■ **WHAT TO PRODUCE**
Copy out every line from the records that includes "lawn".

■ **RECORD EXTRACTS**
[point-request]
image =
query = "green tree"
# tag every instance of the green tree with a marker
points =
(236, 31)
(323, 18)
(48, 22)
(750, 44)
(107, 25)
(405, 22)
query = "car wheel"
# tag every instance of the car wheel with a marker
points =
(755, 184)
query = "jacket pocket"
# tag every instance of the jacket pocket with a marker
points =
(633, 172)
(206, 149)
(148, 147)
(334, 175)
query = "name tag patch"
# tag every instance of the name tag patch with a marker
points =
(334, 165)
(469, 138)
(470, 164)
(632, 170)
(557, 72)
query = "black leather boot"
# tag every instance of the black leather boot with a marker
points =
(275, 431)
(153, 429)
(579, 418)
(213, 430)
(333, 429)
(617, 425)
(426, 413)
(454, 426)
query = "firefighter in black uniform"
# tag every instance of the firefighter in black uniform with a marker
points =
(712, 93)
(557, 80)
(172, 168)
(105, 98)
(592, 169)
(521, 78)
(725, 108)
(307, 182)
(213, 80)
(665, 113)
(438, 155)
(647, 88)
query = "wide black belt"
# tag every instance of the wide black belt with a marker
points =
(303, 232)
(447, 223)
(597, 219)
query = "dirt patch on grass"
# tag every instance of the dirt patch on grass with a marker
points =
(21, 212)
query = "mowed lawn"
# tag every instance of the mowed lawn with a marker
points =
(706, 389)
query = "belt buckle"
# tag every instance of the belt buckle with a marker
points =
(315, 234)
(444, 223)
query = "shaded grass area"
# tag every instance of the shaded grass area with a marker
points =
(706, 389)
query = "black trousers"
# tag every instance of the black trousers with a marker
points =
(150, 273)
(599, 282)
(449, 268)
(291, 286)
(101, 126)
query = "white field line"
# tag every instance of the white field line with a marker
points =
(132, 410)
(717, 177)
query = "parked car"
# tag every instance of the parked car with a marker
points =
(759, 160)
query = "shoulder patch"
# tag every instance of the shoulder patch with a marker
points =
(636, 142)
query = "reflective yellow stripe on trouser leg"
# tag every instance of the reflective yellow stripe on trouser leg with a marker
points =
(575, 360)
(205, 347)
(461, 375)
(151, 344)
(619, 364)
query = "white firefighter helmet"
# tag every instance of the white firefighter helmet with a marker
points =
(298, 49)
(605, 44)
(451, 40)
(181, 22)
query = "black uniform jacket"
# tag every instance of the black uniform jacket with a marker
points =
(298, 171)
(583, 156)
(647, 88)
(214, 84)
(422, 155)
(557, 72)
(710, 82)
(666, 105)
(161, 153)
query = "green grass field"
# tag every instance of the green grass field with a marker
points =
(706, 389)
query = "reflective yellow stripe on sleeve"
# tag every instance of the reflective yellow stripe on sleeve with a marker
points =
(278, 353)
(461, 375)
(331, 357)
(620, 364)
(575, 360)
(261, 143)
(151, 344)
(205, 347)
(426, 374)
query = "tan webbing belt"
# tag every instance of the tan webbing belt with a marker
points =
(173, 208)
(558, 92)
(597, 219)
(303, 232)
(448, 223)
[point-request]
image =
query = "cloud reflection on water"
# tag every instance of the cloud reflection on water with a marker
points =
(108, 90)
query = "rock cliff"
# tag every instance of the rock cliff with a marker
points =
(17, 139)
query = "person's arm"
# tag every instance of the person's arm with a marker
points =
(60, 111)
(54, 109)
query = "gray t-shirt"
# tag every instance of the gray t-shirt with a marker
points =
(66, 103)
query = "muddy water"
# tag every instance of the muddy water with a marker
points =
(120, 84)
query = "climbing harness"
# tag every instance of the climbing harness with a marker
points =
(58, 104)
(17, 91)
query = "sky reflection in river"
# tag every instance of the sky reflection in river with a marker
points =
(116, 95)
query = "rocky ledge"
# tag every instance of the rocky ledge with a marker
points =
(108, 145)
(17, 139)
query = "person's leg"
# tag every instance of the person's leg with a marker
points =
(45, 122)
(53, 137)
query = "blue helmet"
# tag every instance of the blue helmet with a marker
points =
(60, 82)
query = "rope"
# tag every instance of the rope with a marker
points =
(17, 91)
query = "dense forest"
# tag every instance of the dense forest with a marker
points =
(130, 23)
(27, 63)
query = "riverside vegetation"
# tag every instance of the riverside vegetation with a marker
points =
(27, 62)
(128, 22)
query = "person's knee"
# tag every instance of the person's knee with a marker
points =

■ **WRITTEN ANSWER**
query = "mowed lawn"
# tag every instance of the mowed lawn with a marker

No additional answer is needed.